* **EXERCISE REQUIREMENTS**:
(a) Decide whether each statement agrees with the shell excerpt, answering yes or no and quoting the deciding words: (i) result.stderr holds all stderr data written since the last command was executed; (ii) the check parameter is used to suppress a CommandError-exception; (iii) in the first example, the second command exits with a return code of zero.
(b) Rewrite the shell excerpt from "The following example" up to and including "print(ssh(b'ls /no-such-file', check=True).stdout)", renaming "CommandError" to "ShellCommandError".

Example that invokes two commands, the second of which exits with a non-zero return code. The error output is retrieved from result.stderr, which contains all stderr data that was written since the last command was executed:

>>> from datalad_next.shell import shell
>>> with shell(['ssh', 'localhost']) as ssh:
...     print(ssh(b'head -1 /etc/passwd').stdout)
...     result = ssh(b'ls /no-such-file')
...     print(result.stdout)
...     print(result.returncode)
...     print(result.stderr)
...
b'root:x:0:0:root:/root:/bin/bash\n'
b''
2
b"Pseudo-terminal will not be allocated because stdin is not a terminal.\r\nls: cannot access '/no-such-file': No such file or directory\n"

The following example demonstrates how to use the check-parameter to raise a CommandError-exception if the return code of the command is not zero. This delegates error handling to the calling code and help to keep the code clean:

>>> from datalad_next.shell import shell
>>> with shell(['ssh', 'localhost']) as ssh:
...     print(ssh(b'ls /no-such-file', check=True).stdout)

* **MATERIAL**:
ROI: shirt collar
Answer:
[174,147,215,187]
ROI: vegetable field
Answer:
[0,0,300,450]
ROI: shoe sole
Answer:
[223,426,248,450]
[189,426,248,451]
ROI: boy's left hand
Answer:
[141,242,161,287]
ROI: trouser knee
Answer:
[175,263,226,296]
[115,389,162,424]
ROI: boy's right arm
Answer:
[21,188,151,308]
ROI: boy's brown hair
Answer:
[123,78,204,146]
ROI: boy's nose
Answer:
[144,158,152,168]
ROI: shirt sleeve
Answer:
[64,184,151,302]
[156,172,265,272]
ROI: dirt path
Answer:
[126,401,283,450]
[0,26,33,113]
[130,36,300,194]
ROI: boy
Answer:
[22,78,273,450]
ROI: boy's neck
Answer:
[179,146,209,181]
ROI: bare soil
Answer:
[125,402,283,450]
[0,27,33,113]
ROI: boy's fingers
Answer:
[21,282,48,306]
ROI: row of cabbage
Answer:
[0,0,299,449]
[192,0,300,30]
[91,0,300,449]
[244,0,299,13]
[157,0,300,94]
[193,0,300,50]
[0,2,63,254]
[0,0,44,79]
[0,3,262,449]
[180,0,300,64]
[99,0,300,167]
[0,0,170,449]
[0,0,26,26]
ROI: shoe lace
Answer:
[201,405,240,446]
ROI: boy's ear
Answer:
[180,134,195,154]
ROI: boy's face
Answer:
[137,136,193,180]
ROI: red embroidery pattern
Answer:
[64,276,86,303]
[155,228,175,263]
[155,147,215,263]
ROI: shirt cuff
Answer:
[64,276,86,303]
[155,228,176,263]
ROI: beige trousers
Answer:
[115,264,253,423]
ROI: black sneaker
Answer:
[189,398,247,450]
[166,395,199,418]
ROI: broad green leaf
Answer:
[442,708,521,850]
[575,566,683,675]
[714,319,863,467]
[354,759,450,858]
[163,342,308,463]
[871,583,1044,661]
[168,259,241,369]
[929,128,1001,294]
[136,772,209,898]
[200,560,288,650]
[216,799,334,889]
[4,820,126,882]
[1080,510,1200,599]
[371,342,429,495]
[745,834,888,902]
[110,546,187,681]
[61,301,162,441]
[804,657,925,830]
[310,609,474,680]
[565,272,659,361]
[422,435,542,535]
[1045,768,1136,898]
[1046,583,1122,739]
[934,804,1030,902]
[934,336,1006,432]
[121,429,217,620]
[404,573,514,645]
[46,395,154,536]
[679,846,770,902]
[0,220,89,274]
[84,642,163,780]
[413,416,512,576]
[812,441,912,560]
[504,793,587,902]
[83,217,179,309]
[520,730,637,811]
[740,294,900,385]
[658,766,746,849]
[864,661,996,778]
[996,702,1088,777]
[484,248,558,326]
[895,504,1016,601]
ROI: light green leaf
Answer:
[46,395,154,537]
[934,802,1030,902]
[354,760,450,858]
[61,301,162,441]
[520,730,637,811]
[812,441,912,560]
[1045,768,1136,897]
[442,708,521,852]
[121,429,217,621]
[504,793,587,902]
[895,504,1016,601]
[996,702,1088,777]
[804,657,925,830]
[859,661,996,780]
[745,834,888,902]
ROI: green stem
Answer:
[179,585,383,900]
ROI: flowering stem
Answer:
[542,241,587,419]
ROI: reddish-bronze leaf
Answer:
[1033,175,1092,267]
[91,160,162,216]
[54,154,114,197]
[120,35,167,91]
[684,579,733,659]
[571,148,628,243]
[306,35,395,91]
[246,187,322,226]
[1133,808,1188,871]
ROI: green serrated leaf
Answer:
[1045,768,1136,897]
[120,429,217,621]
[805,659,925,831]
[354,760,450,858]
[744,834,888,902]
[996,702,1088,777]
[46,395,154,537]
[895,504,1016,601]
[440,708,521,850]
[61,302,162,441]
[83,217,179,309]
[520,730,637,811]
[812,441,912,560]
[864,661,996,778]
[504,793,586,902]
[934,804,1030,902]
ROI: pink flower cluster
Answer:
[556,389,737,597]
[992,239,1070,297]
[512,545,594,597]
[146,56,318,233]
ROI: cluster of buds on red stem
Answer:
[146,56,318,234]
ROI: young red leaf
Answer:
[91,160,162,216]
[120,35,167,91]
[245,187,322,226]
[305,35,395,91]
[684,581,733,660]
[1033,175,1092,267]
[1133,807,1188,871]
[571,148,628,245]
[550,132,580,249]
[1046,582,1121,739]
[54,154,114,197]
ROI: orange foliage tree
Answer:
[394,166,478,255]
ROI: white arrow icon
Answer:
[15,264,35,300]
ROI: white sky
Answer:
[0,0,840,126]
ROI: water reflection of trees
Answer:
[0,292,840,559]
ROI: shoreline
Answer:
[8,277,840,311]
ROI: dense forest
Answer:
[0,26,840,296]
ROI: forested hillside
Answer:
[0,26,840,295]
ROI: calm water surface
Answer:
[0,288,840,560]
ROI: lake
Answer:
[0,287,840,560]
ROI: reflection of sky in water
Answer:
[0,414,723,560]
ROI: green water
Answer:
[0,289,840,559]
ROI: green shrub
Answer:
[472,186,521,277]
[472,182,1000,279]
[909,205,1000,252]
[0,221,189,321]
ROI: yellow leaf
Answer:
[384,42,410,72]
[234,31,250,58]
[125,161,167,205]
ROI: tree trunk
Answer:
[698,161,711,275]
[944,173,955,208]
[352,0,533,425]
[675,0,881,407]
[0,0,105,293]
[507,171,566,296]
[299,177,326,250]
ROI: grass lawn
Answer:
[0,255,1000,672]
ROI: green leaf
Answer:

* **COMPLETED EXERCISE**:
(a)
(i) Yes: "which contains all stderr data that was written since the last command was executed"
(ii) No: "use the check-parameter to raise a CommandError-exception if the return code of the command is not zero"
(iii) No: "the second of which exits with a non-zero return code"

(b)
The following example demonstrates how to use the check-parameter to raise a ShellCommandError-exception if the return code of the command is not zero. This delegates error handling to the calling code and help to keep the code clean:

>>> from datalad_next.shell import shell
>>> with shell(['ssh', 'localhost']) as ssh:
...     print(ssh(b'ls /no-such-file', check=True).stdout)